▸ **WHAT IS NEEDED**
Retype the data that follows with no alterations, please.

▸ **GIVEN INFORMATION**

-*-

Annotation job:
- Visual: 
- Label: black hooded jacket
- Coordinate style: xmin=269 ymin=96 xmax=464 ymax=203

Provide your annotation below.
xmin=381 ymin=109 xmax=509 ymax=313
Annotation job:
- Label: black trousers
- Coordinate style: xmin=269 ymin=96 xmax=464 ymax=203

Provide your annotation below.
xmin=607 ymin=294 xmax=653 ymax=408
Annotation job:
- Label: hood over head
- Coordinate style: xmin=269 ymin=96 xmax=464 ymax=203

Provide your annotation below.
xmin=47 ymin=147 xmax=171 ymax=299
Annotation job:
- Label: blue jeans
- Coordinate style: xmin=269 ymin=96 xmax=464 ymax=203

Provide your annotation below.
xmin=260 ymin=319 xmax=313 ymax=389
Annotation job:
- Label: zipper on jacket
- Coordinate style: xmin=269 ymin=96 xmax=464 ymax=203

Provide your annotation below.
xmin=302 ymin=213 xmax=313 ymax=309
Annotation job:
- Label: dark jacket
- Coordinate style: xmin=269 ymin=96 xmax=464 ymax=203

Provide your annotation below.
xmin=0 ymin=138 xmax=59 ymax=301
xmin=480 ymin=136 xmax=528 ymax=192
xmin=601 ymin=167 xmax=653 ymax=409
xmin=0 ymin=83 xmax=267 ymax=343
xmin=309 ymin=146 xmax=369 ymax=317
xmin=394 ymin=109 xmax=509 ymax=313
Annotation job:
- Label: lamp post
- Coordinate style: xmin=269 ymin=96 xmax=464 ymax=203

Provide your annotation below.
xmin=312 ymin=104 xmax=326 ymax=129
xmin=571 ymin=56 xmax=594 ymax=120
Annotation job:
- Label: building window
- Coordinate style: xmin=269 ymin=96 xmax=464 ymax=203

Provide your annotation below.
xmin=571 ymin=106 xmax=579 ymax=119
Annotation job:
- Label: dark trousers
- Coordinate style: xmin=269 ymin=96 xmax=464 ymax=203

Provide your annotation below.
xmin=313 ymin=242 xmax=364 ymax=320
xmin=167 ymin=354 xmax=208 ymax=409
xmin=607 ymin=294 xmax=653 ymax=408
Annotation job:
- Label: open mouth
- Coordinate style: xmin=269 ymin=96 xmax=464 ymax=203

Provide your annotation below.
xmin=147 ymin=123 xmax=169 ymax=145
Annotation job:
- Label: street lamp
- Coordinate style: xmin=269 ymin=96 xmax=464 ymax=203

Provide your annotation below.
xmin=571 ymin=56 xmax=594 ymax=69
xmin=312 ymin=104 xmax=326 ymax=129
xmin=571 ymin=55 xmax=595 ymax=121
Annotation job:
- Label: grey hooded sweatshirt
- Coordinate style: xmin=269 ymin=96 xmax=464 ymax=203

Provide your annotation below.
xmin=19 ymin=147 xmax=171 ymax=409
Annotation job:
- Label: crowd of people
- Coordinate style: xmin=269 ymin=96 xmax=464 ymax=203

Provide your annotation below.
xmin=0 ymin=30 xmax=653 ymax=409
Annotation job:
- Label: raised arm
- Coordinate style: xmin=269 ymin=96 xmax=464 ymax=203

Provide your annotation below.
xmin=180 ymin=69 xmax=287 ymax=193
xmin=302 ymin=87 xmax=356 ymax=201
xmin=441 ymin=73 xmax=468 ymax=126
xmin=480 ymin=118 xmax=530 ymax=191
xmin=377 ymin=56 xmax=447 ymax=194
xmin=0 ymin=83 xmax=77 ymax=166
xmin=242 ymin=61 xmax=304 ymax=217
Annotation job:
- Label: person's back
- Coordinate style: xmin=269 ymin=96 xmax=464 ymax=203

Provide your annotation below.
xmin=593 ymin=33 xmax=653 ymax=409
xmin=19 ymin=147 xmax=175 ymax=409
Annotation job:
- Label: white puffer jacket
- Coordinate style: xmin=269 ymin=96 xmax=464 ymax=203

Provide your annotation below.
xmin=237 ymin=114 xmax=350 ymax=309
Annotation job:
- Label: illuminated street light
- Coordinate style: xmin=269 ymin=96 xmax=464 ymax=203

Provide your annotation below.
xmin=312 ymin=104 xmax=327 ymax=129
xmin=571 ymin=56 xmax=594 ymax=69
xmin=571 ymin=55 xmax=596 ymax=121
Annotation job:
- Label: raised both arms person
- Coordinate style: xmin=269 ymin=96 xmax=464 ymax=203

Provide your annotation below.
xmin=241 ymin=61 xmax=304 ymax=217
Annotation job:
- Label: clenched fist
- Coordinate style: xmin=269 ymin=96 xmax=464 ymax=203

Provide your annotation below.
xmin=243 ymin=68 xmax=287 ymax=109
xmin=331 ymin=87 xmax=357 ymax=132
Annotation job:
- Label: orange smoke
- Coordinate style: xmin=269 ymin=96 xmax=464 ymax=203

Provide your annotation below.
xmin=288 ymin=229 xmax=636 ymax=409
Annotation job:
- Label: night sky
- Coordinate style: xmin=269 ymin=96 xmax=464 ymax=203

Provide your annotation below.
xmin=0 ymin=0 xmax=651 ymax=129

-*-

▸ **ANSWER TO THIS TASK**
Annotation job:
- Visual: 
- Label: black hooded jacket
- Coordinate style: xmin=269 ymin=96 xmax=464 ymax=203

Provide your annotation below.
xmin=381 ymin=109 xmax=509 ymax=313
Annotation job:
- Label: black trousers
- Coordinate style: xmin=269 ymin=96 xmax=464 ymax=203

Provide your annotation below.
xmin=607 ymin=294 xmax=653 ymax=408
Annotation job:
- Label: hood over head
- Coordinate style: xmin=269 ymin=96 xmax=464 ymax=203

Provide your annotation below.
xmin=47 ymin=147 xmax=171 ymax=299
Annotation job:
- Label: blue jeans
- Coordinate style: xmin=269 ymin=96 xmax=464 ymax=203

Provide your annotation below.
xmin=260 ymin=319 xmax=313 ymax=389
Annotation job:
- Label: zipper on jacket
- Coordinate style: xmin=269 ymin=96 xmax=464 ymax=203

Provide your annotation below.
xmin=302 ymin=213 xmax=313 ymax=309
Annotation job:
- Label: dark jacket
- Coordinate style: xmin=269 ymin=96 xmax=464 ymax=203

Provide your annotation below.
xmin=0 ymin=138 xmax=59 ymax=301
xmin=480 ymin=136 xmax=528 ymax=192
xmin=601 ymin=167 xmax=653 ymax=409
xmin=0 ymin=83 xmax=267 ymax=343
xmin=309 ymin=146 xmax=369 ymax=317
xmin=394 ymin=109 xmax=509 ymax=313
Annotation job:
- Label: lamp post
- Coordinate style: xmin=269 ymin=96 xmax=464 ymax=203

Provide your annotation below.
xmin=312 ymin=104 xmax=326 ymax=129
xmin=571 ymin=56 xmax=594 ymax=120
Annotation job:
- Label: building window
- Coordinate style: xmin=269 ymin=96 xmax=464 ymax=203

Provide your annotation below.
xmin=571 ymin=106 xmax=579 ymax=119
Annotation job:
- Label: dark trousers
- Coordinate style: xmin=269 ymin=96 xmax=464 ymax=203

Provide your annotation below.
xmin=313 ymin=242 xmax=364 ymax=320
xmin=167 ymin=354 xmax=208 ymax=409
xmin=607 ymin=294 xmax=653 ymax=408
Annotation job:
- Label: open mouth
- Coordinate style: xmin=269 ymin=96 xmax=464 ymax=203

Provide your annotation below.
xmin=147 ymin=123 xmax=169 ymax=145
Annotation job:
- Label: street lamp
- Coordinate style: xmin=269 ymin=96 xmax=464 ymax=203

Provide your annotation below.
xmin=571 ymin=56 xmax=594 ymax=69
xmin=312 ymin=104 xmax=326 ymax=129
xmin=571 ymin=55 xmax=595 ymax=121
Annotation job:
- Label: grey hooded sweatshirt
- Coordinate style: xmin=269 ymin=96 xmax=464 ymax=203

Provide your annotation below.
xmin=19 ymin=147 xmax=171 ymax=409
Annotation job:
- Label: crowd of people
- Coordinate style: xmin=269 ymin=96 xmax=464 ymax=203

Provide your annotation below.
xmin=0 ymin=30 xmax=653 ymax=409
Annotation job:
- Label: raised arm
- Coordinate style: xmin=269 ymin=96 xmax=464 ymax=203

Provide your annotation below.
xmin=180 ymin=69 xmax=287 ymax=193
xmin=302 ymin=87 xmax=356 ymax=201
xmin=441 ymin=73 xmax=468 ymax=126
xmin=480 ymin=118 xmax=530 ymax=191
xmin=377 ymin=56 xmax=447 ymax=194
xmin=0 ymin=83 xmax=77 ymax=166
xmin=242 ymin=61 xmax=304 ymax=217
Annotation job:
- Label: person's back
- Coordinate style: xmin=269 ymin=96 xmax=464 ymax=203

Provide your annotation below.
xmin=593 ymin=33 xmax=653 ymax=409
xmin=19 ymin=147 xmax=175 ymax=409
Annotation job:
- Label: white puffer jacket
- Coordinate style: xmin=269 ymin=96 xmax=464 ymax=203

Provide your annotation below.
xmin=237 ymin=114 xmax=350 ymax=309
Annotation job:
- Label: illuminated street light
- Coordinate style: xmin=269 ymin=96 xmax=464 ymax=203

Provide your annotation below.
xmin=312 ymin=104 xmax=327 ymax=129
xmin=571 ymin=56 xmax=594 ymax=69
xmin=571 ymin=55 xmax=596 ymax=121
Annotation job:
- Label: raised both arms person
- Coordinate style: xmin=269 ymin=96 xmax=464 ymax=203

Provide your annotation below.
xmin=241 ymin=61 xmax=304 ymax=217
Annotation job:
- Label: clenched fist
- Coordinate style: xmin=269 ymin=96 xmax=464 ymax=203

Provide your annotation below.
xmin=243 ymin=68 xmax=287 ymax=109
xmin=331 ymin=87 xmax=357 ymax=132
Annotation job:
- Label: orange smoke
- Coordinate style: xmin=269 ymin=96 xmax=464 ymax=203

Provide your annotation below.
xmin=288 ymin=229 xmax=636 ymax=409
Annotation job:
- Label: night sky
- Coordinate style: xmin=269 ymin=96 xmax=464 ymax=203

Provide your annotation below.
xmin=0 ymin=0 xmax=651 ymax=129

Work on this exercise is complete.